### QUÉ HACER
1. Imprime el fragmento sobre la imprenta desde "Fue la decisión" hasta "confiesa su esposa.", ambas partes incluidas.
2. Contesta estas preguntas con la información del fragmento sobre la imprenta:
(a) ¿Durante cuántos años mantuvieron la imprenta en el municipio?
(b) ¿En qué calle tuvieron sus inicios?
(c) ¿Qué etiquetas encargaban los aeropuertos?

Fue la decisión correcta ya que en este municipio mantuvieron su imprenta durante 55 años y la cerraron hace seis cuando Alfonso enfermó. “De no ser así hubiéramos seguido trabajando”, confiesa su esposa.
Ella aprendió junto a él, que supo contagiarle su entusiasmo. “Era el mejor, manejaba muy bien todas las máquinas y conocía el papel y la cantidad de gramos necesaria para cada tipo”, cuenta.
Sus inicios fueron en la calle El Durazno y la gente los acogió muy bien. Poco a poco se fueron dotando de otro tipo de maquinaria para poder hacer diferentes trabajos. “Nuestros clientes eran muy buenos, entre los que se encontraban los dos aeropuertos, que te encargaban trabajos de muchas responsabilidad, como las etiquetas adhesivas del plan de vuelo. Las que salían mal o no tomaban bien el color había que romperlas, pero bien rotas, -recalca- porque si las cogían se podían colar”. También realizaban los registros mercantiles de toda la provincia, trabajos para el Ayuntamiento, para la mayoría de los bares y restaurantes del municipio, y los sobres que antiguamente se entregaban para guardar las gafas con un código específico.

### DATOS PROPORCIONADOS
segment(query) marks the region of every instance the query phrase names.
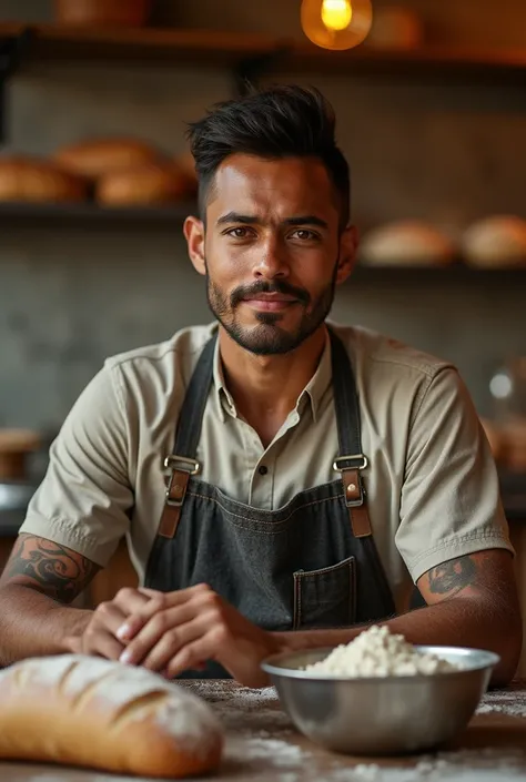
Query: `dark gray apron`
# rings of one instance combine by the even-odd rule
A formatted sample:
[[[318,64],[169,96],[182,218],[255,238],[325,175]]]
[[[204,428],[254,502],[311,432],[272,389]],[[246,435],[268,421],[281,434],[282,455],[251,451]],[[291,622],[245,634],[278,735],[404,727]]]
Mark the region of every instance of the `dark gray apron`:
[[[145,587],[174,591],[208,583],[266,630],[348,627],[395,612],[374,545],[361,470],[354,374],[331,332],[340,477],[260,510],[199,479],[195,460],[213,383],[216,336],[204,347],[182,405],[174,454],[164,466],[166,502],[146,567]],[[312,458],[316,458],[313,450]],[[229,674],[210,661],[184,678]]]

### RESPUESTAS DE ACTIVIDADES
1.
Fue la decisión correcta ya que en este municipio mantuvieron su imprenta durante 55 años y la cerraron hace seis cuando Alfonso enfermó. “De no ser así hubiéramos seguido trabajando”, confiesa su esposa.

2.
(a) Durante 55 años.
(b) En la calle El Durazno.
(c) Las etiquetas adhesivas del plan de vuelo.